**Stated task**
Reproduce the material word for word, from its first line through the line that contains "Phrase: roasted coffee bean", including both of those lines.

_ _ _ _ _ _ _

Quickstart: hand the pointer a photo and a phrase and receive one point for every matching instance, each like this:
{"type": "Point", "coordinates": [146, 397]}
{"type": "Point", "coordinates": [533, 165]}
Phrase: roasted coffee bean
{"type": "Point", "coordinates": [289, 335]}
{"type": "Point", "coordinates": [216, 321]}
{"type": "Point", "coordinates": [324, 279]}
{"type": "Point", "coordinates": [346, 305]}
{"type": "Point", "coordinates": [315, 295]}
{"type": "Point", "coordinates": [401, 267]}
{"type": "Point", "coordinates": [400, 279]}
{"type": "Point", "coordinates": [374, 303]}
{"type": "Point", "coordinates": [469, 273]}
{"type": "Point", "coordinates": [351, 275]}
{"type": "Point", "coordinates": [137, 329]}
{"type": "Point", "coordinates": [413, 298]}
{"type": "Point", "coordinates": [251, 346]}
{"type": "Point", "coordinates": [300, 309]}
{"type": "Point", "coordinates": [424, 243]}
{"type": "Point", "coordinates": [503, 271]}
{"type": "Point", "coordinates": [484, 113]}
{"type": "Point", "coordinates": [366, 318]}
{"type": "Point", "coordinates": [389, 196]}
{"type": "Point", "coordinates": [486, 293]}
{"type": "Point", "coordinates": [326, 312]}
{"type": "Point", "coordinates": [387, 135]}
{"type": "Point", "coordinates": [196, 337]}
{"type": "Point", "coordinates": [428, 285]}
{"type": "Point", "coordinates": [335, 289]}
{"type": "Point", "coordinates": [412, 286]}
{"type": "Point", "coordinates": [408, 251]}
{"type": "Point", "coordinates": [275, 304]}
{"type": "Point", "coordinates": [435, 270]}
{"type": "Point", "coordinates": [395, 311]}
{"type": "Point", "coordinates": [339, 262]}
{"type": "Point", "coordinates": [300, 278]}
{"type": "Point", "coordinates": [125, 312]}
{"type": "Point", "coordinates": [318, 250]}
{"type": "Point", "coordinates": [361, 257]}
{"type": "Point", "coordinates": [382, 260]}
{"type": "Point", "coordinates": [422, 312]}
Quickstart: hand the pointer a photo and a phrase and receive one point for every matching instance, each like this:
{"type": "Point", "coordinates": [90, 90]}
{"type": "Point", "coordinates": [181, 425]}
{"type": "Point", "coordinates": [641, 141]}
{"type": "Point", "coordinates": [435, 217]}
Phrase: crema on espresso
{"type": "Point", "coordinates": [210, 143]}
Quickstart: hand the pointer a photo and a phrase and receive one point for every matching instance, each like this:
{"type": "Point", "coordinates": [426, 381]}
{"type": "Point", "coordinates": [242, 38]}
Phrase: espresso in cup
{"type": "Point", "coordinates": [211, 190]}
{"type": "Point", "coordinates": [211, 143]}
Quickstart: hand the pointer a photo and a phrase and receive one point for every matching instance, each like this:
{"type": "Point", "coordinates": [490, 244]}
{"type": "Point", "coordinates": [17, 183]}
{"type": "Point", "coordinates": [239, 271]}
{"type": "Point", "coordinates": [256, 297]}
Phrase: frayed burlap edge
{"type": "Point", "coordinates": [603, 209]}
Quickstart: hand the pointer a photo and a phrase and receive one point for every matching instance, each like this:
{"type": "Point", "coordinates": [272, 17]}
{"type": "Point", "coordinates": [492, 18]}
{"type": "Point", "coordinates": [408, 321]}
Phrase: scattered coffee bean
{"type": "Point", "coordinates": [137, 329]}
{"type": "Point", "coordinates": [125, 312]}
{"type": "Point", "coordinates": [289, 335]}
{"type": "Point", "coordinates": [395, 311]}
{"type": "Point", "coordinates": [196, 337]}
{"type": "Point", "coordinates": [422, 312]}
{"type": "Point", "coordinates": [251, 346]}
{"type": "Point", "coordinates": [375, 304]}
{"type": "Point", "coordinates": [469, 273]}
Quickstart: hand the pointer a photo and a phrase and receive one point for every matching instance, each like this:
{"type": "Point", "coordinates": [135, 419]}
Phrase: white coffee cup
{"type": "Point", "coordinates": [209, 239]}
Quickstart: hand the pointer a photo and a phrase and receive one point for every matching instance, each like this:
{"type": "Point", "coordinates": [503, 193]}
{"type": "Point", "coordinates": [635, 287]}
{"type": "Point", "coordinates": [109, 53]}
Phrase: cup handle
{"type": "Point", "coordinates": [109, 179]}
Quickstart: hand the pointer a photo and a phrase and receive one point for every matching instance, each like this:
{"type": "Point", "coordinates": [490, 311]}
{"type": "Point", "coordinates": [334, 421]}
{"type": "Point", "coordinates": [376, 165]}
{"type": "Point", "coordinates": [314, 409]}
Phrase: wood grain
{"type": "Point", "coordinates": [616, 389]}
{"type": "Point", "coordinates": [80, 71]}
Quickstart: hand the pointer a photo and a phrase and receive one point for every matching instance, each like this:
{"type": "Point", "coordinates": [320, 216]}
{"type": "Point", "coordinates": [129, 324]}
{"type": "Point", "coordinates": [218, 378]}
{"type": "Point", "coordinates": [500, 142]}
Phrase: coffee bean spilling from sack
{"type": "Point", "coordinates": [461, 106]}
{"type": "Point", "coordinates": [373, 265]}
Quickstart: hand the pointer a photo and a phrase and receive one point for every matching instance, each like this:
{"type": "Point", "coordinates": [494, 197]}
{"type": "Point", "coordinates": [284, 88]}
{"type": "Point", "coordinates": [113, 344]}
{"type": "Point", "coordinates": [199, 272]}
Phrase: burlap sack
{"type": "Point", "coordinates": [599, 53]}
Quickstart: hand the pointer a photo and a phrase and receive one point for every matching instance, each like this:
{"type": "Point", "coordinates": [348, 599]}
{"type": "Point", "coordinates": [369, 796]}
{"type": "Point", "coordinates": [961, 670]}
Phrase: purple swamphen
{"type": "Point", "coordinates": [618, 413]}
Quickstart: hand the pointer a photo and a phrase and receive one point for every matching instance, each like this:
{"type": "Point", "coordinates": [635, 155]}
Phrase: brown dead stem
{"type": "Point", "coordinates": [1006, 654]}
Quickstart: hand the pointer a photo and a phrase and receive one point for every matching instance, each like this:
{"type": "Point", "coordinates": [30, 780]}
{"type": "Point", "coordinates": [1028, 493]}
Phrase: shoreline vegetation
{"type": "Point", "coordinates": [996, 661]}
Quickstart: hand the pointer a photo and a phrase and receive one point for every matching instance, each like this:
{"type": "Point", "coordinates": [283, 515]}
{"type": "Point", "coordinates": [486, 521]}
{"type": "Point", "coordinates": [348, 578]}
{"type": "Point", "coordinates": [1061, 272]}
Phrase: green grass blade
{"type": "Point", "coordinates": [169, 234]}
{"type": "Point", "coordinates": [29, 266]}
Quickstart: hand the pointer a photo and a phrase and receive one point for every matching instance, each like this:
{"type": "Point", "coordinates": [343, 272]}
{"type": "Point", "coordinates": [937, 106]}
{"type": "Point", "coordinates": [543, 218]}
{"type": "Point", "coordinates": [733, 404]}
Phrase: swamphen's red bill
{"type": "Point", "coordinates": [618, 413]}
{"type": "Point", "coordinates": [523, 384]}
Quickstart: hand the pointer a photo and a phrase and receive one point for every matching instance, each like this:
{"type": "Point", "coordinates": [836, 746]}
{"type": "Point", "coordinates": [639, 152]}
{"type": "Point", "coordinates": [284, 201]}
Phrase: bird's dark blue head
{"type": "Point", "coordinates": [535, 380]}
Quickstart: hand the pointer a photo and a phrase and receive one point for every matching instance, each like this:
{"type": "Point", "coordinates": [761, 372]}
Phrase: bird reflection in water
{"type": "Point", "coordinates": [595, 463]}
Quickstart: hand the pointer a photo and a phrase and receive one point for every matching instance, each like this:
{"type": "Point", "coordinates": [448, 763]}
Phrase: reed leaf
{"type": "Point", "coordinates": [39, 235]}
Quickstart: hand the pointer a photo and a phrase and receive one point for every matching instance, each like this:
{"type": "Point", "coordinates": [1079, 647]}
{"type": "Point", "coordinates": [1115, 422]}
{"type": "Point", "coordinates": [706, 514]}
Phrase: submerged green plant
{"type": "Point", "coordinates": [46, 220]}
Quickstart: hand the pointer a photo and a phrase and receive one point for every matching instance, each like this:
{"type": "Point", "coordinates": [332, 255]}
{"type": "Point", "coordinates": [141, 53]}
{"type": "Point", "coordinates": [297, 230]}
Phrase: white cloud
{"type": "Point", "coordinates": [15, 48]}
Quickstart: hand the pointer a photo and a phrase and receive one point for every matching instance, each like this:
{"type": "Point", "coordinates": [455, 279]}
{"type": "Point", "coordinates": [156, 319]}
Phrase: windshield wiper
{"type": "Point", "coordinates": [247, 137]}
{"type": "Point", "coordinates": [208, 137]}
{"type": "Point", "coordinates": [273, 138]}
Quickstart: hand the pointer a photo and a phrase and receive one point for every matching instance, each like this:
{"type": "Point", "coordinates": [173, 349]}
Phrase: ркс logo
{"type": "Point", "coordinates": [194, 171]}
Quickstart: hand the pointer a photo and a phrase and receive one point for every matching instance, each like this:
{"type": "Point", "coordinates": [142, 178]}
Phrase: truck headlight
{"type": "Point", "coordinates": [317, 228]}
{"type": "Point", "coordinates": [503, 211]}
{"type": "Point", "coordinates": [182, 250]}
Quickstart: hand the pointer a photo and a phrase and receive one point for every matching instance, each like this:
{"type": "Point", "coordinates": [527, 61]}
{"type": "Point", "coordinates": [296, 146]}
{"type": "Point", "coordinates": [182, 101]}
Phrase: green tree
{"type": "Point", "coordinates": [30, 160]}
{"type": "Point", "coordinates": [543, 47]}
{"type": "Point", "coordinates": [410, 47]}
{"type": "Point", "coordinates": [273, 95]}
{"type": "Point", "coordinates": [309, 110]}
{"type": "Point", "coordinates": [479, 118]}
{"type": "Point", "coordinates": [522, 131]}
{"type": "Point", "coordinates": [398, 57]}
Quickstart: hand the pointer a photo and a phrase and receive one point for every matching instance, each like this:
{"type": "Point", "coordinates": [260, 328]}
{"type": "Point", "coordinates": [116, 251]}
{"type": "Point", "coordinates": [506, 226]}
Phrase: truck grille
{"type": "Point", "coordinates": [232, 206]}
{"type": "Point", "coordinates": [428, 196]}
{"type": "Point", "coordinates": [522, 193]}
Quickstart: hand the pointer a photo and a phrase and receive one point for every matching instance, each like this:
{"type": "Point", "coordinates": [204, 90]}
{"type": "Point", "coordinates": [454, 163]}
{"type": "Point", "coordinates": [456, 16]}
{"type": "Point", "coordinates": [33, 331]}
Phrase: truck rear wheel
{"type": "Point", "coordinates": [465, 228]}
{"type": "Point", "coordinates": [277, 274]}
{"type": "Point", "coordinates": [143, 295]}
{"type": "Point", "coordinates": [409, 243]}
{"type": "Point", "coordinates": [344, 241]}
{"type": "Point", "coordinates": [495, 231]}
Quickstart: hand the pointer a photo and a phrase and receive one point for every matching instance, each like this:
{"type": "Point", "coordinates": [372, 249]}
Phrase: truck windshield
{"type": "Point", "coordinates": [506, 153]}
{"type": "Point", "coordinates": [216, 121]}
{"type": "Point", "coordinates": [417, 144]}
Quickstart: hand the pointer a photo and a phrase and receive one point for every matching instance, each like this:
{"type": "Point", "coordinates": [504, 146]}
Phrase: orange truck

_ _ _ _ _ _ _

**Solution to this problem**
Quickstart: hand the pointer a photo and a phrase and receive one point for every matching instance, each like this:
{"type": "Point", "coordinates": [146, 397]}
{"type": "Point", "coordinates": [533, 165]}
Phrase: roasted coffee bean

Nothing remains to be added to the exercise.